** Opening SOURCE TEXT block **

After flying to Canada, visiting Banff, Lake Louise, and driving the Icefields Parkway, you will arrive in Jasper. This wildlife-rich area delivers exceptional beauty and Canada’s top-rated golf course. After you return to your airplane, if the weather is good, you can retrace your entire trip by air for an incredible day of flightseeing.
The Fairmont Jasper Park Lodge sits in a valley beside the blue-green waters of Lac Beauvert, surrounded by snow-clad mountains—a UNESCO World Heritage Site. The lodge consists of multiple low buildings and cabins of varying size and luxury scattered among the woods. Enjoy a wide variety of outdoor recreational activities including hiking, canoeing, kayaking, horseback riding, and mountain biking in summer and ice skating, snowshoeing, and skiing in winter. After an active day outdoors, rejuvenate with a signature treatment at the luxurious Fairmont Spa. Again, you’ll experience dining par excellence here, with six restaurants. The Moose’s Nook Chophouse, where we enjoyed savory caribou cutlets, also offers bison, duck, and trout served amongst rustic wood furnishings, a stone fireplace, and wildlife scenes.
In the afternoon, you can drive the road along Medicine Lake, where a group of bighorn rams walked right up to our car window. Jasper is loaded with wildlife; on this drive alone, we encountered a black bear, elk, and deer along with the sheep, all up close—and no people. Continue along to scenic Maligne Lake, 14 miles long, which fills a glacier-carved valley. Take a 90-minute cruise down the lake with jagged peaks rising above the green forest. The narrated cruise stops at Spirit Island, actually a tiny narrow spit of land with tall trees. The iconic island, surrounded by turquoise lake waters, is another of Canada’s most-photographed spots.

** Closing SOURCE TEXT block **

- **TASK 1**: Copy from the Jasper trip text the stretch from "In the afternoon, you" through "Canada’s most-photographed spots.", word for word.
- **TASK 2**: Pick up the Jasper trip text after its last sentence and keep it going.

** Opening SUPPLIED INFORMATION block **

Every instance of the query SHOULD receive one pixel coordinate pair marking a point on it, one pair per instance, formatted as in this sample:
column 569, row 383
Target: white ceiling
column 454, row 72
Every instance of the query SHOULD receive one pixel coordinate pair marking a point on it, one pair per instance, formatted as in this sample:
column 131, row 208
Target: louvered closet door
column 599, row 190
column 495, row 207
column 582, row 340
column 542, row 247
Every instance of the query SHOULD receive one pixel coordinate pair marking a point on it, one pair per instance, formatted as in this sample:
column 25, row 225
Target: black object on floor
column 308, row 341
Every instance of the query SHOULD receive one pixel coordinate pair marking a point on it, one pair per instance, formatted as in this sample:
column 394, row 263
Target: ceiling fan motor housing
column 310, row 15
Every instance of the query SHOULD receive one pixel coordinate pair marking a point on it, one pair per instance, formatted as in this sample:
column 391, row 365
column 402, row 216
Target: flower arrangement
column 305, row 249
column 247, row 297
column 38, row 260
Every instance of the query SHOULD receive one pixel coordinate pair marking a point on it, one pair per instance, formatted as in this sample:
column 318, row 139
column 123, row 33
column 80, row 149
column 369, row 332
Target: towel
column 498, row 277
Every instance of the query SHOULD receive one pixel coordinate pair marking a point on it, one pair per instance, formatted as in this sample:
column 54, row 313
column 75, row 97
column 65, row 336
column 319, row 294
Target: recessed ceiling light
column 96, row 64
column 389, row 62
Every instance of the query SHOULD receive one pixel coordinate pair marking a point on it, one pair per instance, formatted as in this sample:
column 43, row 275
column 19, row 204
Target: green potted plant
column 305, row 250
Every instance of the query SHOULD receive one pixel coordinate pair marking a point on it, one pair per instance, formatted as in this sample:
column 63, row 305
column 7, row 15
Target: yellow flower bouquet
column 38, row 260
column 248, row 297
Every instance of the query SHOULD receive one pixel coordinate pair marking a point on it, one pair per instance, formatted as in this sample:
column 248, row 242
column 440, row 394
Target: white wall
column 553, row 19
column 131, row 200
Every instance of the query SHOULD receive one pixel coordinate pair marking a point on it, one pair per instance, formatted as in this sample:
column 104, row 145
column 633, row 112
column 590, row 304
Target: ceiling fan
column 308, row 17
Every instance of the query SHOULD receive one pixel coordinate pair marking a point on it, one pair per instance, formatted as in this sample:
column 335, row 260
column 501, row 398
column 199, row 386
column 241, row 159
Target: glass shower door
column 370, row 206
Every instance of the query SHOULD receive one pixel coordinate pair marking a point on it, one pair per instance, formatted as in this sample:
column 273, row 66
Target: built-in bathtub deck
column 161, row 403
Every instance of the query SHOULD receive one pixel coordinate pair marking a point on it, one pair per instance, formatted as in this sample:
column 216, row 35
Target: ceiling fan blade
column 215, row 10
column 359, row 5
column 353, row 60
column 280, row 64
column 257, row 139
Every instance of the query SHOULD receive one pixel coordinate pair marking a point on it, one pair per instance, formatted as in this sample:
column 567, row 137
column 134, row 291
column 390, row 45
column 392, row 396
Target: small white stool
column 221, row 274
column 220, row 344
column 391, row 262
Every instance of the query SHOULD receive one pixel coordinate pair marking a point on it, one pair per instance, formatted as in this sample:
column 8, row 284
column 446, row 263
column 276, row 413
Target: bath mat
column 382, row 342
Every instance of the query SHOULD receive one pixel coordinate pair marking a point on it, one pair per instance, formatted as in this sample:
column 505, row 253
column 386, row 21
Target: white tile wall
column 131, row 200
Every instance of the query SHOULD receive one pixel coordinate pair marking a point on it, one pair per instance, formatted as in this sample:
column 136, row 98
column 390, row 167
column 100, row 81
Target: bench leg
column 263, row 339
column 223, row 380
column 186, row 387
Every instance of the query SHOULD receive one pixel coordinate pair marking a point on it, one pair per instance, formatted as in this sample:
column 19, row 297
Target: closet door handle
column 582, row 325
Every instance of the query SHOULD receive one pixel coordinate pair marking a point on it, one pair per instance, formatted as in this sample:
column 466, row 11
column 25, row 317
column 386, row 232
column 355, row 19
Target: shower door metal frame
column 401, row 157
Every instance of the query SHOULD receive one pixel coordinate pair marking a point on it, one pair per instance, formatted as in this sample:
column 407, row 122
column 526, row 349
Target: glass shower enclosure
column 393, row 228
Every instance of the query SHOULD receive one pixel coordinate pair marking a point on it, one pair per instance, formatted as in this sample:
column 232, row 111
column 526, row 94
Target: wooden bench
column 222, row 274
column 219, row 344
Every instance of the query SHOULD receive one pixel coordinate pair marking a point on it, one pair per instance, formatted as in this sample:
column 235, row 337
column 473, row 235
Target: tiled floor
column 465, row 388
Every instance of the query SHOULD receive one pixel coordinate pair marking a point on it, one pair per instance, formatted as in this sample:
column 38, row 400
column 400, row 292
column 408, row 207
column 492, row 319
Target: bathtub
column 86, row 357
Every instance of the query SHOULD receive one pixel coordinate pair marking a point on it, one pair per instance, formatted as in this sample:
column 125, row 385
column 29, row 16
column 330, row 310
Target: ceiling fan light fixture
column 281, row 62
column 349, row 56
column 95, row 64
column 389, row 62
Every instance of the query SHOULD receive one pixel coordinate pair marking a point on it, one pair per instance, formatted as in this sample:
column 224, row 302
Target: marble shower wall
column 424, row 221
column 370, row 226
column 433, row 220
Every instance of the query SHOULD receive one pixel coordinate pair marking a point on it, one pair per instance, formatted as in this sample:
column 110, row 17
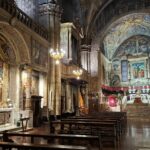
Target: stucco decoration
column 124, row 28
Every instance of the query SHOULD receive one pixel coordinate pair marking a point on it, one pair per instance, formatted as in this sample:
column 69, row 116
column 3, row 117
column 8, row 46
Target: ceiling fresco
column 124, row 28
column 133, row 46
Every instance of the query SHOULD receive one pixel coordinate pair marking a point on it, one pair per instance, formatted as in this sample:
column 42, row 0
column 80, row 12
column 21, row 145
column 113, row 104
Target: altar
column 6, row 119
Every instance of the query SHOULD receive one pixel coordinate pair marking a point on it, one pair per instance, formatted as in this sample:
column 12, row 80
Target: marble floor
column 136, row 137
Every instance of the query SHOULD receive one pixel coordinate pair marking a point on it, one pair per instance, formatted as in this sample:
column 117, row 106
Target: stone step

** Closing SUPPLIED INFORMATION block **

- **FINAL ANSWER 1**:
In the afternoon, you can drive the road along Medicine Lake, where a group of bighorn rams walked right up to our car window. Jasper is loaded with wildlife; on this drive alone, we encountered a black bear, elk, and deer along with the sheep, all up close—and no people. Continue along to scenic Maligne Lake, 14 miles long, which fills a glacier-carved valley. Take a 90-minute cruise down the lake with jagged peaks rising above the green forest. The narrated cruise stops at Spirit Island, actually a tiny narrow spit of land with tall trees. The iconic island, surrounded by turquoise lake waters, is another of Canada’s most-photographed spots.

- **FINAL ANSWER 2**:
After a long drive back to your airplane (with stops at Athabasca Glacier and lunch at the Fairmont in Banff), spending the night near the airport and taking an early flight over the parks, weather permitting, makes a terrific dénouement. A scenic flightseeing loop from Banff up to Jasper and back is 292 nautical miles; your mileage may increase with circling and deviations. Depart Springbank (go early for calmer air) and follow the highway 48 nm to Banff—6,500 feet msl is a good altitude—a turf airstrip near the highway in Banff is for emergency use only. Continue northwest along the Bow River 31 nm to Moraine Lake and Lake Louise for views of the iconic hotel and lakes. Continue your tour by following the Icefields Parkway 22 nm northwest from Lake Louise to see Peyto Lake and the glaciers, all just east of the Continental Divide. Continue another 40 nm and, if equipped, climb past 12,000 feet msl to circle over the huge Columbia Icefield, about the size of the city of Vancouver, and Saskatchewan and Athabasca glaciers. With sufficient time and fuel you can continue to Jasper, an additional 53 nm. A turf airstrip, 3,990 feet by 150 feet lies just east of the highway, 7 nm past Jasper. The Jasper Airstrip was opened after prolonged efforts by the Canadian Owners and Pilots Association.
Considering our hours of mountain flying experience, I’m embarrassed to report we nearly embedded our Cessna 210 into one of the mountains in the Valley of the Ten Peaks above Moraine Lake. After overflying the Fairmont Lake Louise, we flew south and entered the valley from the eastern opening. Becoming sightseers instead of pilots, we failed to notice the aircraft was climbing more slowly than the terrain ahead. By the time we tore our eyes away from the mesmerizing turquoise water of Lake Moraine it was nearly too late. Fortunately the notch of Sentinel Pass over Larch Valley provided an escape route. Enjoy your flightseeing, but don’t allow the beauty to bewitch you—save that for when you’re safely on the ground, and the Canadian Rockies can truly be your best trip ever.